** start Records shown **

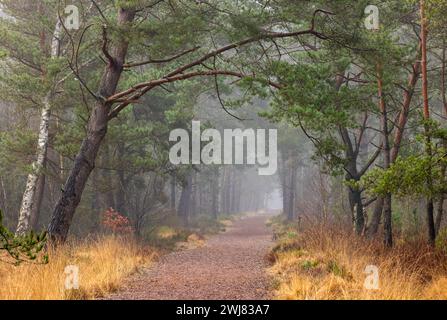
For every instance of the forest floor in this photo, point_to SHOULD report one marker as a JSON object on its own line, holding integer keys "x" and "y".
{"x": 230, "y": 265}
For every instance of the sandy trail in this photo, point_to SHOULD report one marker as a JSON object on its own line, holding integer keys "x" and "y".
{"x": 231, "y": 265}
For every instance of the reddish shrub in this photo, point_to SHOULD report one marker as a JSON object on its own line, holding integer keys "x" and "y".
{"x": 115, "y": 222}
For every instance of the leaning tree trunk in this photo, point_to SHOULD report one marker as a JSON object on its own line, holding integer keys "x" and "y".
{"x": 387, "y": 211}
{"x": 400, "y": 128}
{"x": 29, "y": 196}
{"x": 35, "y": 211}
{"x": 96, "y": 131}
{"x": 430, "y": 205}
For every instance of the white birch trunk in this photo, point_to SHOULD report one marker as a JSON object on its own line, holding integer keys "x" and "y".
{"x": 42, "y": 146}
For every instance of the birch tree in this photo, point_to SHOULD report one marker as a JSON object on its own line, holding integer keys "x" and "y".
{"x": 29, "y": 196}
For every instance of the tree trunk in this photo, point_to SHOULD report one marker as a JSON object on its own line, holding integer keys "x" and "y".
{"x": 214, "y": 195}
{"x": 439, "y": 215}
{"x": 376, "y": 217}
{"x": 430, "y": 206}
{"x": 173, "y": 186}
{"x": 35, "y": 211}
{"x": 29, "y": 196}
{"x": 96, "y": 131}
{"x": 291, "y": 198}
{"x": 398, "y": 135}
{"x": 184, "y": 208}
{"x": 387, "y": 209}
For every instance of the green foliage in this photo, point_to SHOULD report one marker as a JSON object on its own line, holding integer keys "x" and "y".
{"x": 25, "y": 248}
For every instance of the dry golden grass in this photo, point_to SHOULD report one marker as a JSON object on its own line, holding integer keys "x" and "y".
{"x": 328, "y": 263}
{"x": 103, "y": 264}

** end Records shown **

Reproduce the stretch of the listing from the line containing "For every instance of the birch" through the end of the listing, swapping "marker" for "point" and changing nothing else.

▸ Result of the task:
For every instance of the birch tree in this photo, point_to SHOULD report one point as a JSON object on its own line, holding integer keys "x" and "y".
{"x": 29, "y": 196}
For every instance of the tree trunk in this photo, point_to SHOULD report one point as a JSON object on its own line, holding integer keys "x" and "y".
{"x": 214, "y": 195}
{"x": 439, "y": 215}
{"x": 376, "y": 217}
{"x": 430, "y": 206}
{"x": 173, "y": 186}
{"x": 35, "y": 211}
{"x": 29, "y": 196}
{"x": 96, "y": 131}
{"x": 291, "y": 198}
{"x": 398, "y": 135}
{"x": 184, "y": 208}
{"x": 387, "y": 209}
For every instance of the green foliage in this photo, point_to SHOULD report one point as a JSON object on its own line, holding integer keys "x" and "y".
{"x": 25, "y": 248}
For every instance of the dry golden grass in this photo, point_to SHOULD report one point as a JSON object on its own line, holding integer keys "x" and "y".
{"x": 328, "y": 263}
{"x": 103, "y": 264}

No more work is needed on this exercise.